== Supplied passage

In a unanimous opinion issued on March 26, 2015, the Supreme Court of the State of Nevada made a bold statement by ratifying the Nevada 365-year rule against perpetuities in the case of Bullion Monarch Mining, Inc. v. Barrick Goldstrike Mines, Inc., 131 Nev. Advance Opinion 13 (2015).
Although the 365-year perpetuities law was already firmly engraved in the Nevada statutes and therefore this court case should have gone largely unnoticed, it was the message sent by the Nevada Supreme Court Justices to a small group of anti-Nevada promoters that made this case the final nail in the coffin after a spectacular series of events.
It all started with an article published last year in The Vanderbilt Law Review titled Unconstitutional Perpetual Trusts, wherein co-authors Steven J. Horowitz and Robert H. Sitkoff called the constitutionality of certain longer-term dynasty trust statutes into question. Their primary claim was that dynasty trusts set up under the laws of a state with a state constitutional ban on perpetuities, but a long statutory term-of-years perpetuities period, violate the state’s rule against perpetuities. Nevada was one of the targeted states, along with Wyoming, North Carolina, Tennessee and Arizona.
The Horowitz/Sitkoff article was heavily criticized because its conclusion was opposite of that of the substantial case law and treatises. Based on the case law and treatises, the article was incorrect in asserting that the state legislature and courts could not alter the constitutional prohibition of perpetuities with changing circumstances and changing policy considerations. The constitutional prohibition is a general statement of policy and does not freeze the constitutional provision. Over time, the application of the ban on “perpetuities” set forth in the state constitution can change.

====

**Given exercise:**
Return, word for word, the stretch of the Nevada perpetuities article from "The Horowitz/Sitkoff article" through "constitution can change.".

== Entries

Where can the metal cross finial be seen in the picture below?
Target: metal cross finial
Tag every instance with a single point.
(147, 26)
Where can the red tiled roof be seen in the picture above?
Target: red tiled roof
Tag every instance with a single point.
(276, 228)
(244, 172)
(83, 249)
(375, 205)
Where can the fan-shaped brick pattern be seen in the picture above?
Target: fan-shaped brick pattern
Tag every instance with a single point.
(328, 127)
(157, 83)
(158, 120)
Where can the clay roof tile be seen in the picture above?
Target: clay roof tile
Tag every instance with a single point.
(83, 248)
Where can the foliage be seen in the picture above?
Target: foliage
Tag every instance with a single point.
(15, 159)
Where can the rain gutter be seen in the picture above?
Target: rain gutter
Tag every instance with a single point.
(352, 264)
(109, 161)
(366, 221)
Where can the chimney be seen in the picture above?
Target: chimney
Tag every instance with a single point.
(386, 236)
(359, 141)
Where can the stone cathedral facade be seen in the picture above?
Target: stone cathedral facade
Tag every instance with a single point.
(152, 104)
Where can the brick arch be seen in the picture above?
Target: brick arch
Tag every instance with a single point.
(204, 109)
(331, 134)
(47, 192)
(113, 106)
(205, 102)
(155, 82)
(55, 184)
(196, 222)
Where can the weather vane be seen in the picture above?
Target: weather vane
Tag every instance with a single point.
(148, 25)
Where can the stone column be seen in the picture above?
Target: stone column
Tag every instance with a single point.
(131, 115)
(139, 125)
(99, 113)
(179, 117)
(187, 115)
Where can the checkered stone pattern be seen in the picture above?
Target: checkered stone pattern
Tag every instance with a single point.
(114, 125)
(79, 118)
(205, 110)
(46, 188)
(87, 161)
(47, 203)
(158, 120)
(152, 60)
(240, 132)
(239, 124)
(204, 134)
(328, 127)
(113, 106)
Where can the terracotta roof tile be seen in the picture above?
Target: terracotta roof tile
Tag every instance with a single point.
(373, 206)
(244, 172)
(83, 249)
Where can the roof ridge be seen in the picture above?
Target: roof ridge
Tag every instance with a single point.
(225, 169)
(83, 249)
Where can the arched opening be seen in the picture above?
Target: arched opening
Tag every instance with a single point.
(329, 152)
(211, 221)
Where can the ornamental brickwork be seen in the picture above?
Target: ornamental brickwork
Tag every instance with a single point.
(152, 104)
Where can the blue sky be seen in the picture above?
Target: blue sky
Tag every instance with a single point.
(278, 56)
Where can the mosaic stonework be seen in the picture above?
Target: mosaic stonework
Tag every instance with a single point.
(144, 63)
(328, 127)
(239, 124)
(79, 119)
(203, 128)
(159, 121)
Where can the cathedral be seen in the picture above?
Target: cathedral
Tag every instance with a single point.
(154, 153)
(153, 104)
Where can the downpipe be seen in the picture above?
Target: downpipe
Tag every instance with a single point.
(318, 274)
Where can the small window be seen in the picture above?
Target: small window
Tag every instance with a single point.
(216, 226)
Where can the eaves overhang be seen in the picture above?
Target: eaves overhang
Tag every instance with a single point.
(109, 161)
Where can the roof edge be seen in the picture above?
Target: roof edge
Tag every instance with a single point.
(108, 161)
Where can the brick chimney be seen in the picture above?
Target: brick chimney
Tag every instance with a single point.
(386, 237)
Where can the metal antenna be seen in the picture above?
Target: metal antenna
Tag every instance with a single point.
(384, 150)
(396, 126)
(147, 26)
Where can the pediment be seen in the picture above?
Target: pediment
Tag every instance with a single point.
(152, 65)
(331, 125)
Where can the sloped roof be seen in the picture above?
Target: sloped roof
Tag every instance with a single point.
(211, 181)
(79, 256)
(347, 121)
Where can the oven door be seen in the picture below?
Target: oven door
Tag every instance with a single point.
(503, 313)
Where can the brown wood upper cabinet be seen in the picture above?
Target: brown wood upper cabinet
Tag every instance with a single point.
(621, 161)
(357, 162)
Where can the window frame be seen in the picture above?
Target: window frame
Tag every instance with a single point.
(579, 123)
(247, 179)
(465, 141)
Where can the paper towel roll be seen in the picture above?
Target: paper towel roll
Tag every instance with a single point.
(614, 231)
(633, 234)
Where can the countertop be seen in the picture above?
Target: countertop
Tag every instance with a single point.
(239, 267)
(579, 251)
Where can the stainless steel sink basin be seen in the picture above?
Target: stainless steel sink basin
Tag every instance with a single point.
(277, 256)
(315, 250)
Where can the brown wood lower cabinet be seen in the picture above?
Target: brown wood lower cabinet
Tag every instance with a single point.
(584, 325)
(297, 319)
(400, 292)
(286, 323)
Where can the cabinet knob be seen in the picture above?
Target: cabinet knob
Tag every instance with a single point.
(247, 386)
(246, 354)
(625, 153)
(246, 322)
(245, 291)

====

**Answer:**
The Horowitz/Sitkoff article was heavily criticized because its conclusion was opposite of that of the substantial case law and treatises. Based on the case law and treatises, the article was incorrect in asserting that the state legislature and courts could not alter the constitutional prohibition of perpetuities with changing circumstances and changing policy considerations. The constitutional prohibition is a general statement of policy and does not freeze the constitutional provision. Over time, the application of the ban on “perpetuities” set forth in the state constitution can change.